Beginning with the first line below, please repeat the material exactly, ending with the line that includes "rough mask: <svg".

┌──

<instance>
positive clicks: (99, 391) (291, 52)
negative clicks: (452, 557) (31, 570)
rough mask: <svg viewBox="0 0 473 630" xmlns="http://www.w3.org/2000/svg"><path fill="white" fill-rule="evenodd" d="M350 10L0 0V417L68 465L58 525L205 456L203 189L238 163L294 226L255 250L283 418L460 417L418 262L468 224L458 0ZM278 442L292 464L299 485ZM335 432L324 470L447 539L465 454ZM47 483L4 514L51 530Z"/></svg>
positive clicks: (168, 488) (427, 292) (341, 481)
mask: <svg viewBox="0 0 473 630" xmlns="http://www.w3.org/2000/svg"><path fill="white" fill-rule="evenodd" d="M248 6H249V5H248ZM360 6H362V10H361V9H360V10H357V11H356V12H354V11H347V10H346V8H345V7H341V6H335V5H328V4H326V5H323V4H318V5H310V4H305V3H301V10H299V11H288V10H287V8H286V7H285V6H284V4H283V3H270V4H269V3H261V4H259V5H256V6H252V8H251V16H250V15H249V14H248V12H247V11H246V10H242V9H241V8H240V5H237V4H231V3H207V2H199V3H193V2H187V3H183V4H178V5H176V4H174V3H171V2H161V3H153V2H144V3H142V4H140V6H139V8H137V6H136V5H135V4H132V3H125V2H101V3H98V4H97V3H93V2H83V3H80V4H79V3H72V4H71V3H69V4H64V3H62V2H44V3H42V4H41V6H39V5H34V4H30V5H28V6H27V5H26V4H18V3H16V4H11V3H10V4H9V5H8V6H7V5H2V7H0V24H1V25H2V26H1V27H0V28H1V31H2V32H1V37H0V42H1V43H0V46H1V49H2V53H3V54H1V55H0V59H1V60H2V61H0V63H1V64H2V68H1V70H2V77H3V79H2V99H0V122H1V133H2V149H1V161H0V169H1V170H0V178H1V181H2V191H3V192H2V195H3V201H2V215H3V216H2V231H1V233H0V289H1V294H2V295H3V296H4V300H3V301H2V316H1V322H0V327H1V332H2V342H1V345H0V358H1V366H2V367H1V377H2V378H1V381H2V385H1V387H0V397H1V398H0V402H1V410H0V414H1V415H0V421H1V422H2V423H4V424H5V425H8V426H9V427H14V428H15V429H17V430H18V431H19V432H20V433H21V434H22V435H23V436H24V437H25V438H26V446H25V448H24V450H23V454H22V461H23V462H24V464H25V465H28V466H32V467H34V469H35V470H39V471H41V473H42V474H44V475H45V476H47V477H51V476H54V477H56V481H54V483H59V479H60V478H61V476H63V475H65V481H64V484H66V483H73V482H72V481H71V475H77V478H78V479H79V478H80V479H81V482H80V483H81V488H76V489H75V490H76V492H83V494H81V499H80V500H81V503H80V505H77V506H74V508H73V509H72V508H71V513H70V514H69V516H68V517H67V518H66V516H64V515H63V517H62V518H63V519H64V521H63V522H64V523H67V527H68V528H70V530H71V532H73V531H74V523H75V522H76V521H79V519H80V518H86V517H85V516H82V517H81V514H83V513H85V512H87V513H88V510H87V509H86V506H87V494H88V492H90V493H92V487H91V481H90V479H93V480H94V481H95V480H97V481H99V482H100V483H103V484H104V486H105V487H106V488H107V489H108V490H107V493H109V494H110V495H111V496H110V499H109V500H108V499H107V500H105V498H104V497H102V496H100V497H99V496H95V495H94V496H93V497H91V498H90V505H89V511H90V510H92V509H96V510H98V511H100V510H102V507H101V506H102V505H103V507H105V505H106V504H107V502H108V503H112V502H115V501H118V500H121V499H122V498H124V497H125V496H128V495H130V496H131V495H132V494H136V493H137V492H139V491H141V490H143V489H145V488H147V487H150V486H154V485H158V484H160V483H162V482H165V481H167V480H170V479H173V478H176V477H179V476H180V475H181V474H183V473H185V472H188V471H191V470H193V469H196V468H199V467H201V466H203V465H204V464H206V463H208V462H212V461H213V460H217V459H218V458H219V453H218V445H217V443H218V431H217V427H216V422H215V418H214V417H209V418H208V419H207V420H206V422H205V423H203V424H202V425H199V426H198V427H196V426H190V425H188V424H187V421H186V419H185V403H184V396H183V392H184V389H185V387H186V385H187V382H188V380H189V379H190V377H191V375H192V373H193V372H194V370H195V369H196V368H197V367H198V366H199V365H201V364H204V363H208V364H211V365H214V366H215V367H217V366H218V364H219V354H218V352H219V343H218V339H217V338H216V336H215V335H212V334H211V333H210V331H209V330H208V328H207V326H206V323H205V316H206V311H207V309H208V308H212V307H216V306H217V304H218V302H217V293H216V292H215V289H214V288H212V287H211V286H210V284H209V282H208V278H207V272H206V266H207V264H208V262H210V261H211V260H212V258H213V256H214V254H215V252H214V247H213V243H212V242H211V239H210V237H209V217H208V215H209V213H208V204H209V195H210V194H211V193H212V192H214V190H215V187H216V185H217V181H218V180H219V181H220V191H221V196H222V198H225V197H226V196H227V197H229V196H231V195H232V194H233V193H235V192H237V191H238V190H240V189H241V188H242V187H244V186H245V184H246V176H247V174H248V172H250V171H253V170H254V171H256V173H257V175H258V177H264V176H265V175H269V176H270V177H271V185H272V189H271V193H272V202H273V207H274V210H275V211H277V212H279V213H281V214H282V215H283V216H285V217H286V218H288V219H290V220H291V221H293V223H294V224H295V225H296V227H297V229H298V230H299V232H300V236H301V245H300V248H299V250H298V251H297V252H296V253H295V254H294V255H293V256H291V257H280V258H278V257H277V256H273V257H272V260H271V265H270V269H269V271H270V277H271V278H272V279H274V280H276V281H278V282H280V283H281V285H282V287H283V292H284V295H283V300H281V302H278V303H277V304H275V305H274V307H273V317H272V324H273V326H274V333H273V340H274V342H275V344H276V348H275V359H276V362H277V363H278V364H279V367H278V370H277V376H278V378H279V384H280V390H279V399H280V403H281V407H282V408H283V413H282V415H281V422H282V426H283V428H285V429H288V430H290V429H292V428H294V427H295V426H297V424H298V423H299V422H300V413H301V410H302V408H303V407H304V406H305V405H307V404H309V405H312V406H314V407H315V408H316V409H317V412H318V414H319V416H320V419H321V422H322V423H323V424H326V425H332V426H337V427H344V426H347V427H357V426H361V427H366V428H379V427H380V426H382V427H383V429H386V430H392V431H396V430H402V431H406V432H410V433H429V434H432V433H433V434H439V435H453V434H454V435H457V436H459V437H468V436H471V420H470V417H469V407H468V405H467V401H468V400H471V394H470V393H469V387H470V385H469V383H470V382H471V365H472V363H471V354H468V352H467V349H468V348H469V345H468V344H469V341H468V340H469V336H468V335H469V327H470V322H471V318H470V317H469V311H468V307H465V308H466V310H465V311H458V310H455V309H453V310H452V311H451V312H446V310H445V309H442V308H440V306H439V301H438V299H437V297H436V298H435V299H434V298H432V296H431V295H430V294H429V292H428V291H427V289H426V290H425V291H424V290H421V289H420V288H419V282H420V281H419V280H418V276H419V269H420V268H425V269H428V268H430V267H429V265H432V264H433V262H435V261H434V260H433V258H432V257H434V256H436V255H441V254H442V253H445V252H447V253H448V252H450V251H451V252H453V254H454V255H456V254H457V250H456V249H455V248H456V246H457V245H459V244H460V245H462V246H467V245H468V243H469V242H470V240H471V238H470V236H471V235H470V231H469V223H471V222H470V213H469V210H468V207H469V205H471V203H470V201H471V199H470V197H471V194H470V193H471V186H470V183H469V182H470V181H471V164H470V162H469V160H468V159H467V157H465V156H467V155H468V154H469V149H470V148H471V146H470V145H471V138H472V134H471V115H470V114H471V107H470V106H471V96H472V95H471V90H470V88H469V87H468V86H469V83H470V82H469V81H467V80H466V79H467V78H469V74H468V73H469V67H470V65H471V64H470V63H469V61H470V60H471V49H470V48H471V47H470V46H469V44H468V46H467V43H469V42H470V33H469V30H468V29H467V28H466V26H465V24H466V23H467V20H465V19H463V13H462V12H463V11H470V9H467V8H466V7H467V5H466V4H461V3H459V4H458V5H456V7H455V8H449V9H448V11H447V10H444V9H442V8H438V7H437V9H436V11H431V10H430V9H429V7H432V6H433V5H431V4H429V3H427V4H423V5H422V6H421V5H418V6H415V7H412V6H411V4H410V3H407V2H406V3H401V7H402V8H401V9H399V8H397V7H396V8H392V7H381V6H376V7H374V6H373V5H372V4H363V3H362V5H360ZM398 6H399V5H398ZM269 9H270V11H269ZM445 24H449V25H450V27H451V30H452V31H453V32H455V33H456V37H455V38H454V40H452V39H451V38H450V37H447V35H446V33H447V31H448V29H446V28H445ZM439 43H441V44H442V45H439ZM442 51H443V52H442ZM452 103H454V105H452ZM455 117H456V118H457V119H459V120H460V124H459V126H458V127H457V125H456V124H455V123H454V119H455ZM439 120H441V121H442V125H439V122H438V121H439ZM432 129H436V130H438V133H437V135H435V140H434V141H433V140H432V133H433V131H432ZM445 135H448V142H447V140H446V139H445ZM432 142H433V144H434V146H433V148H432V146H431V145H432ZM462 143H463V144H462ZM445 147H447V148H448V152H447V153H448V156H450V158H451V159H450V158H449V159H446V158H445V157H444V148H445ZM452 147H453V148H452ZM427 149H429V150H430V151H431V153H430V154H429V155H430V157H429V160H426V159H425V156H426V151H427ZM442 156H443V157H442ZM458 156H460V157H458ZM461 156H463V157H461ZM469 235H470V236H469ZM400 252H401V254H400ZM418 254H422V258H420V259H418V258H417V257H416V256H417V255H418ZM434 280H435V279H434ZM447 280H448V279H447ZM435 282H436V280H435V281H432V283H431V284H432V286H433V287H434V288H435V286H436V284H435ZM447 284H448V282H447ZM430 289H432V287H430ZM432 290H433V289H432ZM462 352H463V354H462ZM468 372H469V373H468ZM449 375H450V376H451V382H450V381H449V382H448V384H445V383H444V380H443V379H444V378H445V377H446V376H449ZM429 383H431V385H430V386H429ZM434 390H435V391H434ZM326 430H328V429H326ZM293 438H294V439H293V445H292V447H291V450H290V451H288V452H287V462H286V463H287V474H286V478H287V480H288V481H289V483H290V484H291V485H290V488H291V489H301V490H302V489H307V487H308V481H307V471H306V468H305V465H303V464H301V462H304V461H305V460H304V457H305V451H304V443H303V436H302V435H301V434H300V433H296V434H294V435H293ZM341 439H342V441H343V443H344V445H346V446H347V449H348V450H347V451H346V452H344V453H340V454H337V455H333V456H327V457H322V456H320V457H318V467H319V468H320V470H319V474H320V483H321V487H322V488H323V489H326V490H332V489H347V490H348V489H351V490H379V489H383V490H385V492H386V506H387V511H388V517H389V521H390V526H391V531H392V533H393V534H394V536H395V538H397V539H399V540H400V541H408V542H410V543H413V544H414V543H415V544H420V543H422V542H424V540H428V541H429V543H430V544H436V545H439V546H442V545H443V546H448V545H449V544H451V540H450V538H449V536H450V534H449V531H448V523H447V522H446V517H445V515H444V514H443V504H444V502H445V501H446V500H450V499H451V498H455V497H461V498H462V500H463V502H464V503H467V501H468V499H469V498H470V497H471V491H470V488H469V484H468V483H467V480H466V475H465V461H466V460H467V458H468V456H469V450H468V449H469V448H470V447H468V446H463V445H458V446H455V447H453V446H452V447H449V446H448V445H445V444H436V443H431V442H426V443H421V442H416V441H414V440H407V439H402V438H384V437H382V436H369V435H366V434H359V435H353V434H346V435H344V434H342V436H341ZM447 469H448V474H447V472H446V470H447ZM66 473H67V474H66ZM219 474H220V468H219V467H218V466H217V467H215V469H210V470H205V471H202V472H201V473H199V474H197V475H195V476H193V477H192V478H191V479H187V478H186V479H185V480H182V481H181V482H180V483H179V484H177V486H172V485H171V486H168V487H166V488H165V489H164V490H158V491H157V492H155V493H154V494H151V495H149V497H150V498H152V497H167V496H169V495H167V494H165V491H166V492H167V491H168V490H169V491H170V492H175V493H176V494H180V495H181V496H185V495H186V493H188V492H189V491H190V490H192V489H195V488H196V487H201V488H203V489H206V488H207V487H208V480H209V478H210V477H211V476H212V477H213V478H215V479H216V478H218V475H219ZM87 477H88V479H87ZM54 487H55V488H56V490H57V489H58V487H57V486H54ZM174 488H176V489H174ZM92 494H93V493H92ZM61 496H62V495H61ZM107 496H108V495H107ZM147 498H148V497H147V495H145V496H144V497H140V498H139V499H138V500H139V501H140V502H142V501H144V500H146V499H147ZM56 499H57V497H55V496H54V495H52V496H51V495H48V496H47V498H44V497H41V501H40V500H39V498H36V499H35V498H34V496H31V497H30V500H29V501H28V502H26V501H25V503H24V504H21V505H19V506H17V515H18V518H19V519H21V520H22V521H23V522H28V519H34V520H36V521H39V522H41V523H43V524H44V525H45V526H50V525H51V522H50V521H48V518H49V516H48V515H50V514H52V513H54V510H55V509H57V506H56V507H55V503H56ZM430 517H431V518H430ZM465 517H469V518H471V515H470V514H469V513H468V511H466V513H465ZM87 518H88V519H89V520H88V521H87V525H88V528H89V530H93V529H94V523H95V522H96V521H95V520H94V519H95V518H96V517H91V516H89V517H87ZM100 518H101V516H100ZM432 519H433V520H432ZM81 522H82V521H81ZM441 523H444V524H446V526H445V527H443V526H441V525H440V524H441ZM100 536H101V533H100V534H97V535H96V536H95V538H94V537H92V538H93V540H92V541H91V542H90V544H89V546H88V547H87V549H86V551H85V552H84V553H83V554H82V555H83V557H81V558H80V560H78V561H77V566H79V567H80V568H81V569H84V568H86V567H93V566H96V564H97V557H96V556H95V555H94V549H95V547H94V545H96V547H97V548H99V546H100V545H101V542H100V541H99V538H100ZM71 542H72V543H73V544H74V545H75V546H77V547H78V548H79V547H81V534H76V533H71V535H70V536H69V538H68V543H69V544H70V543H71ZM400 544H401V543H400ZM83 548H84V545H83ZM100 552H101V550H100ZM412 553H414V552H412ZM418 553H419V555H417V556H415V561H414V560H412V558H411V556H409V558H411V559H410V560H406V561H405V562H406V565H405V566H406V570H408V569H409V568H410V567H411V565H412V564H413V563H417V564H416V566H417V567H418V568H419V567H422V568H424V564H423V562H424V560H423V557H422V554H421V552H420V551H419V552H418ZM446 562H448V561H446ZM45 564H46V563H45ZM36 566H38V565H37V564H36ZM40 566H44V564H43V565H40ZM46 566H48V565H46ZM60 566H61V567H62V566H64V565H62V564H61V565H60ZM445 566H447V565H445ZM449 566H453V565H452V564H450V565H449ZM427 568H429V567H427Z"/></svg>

└──

§ **Finished task**
<instance>
positive clicks: (99, 391) (291, 52)
negative clicks: (452, 557) (31, 570)
rough mask: <svg viewBox="0 0 473 630" xmlns="http://www.w3.org/2000/svg"><path fill="white" fill-rule="evenodd" d="M350 10L0 0V417L68 465L58 525L205 456L203 189L238 163L294 226L255 250L283 418L460 417L418 262L468 224L458 0ZM278 442L292 464L299 485ZM335 432L324 470L447 539L465 454ZM47 483L4 514L51 530Z"/></svg>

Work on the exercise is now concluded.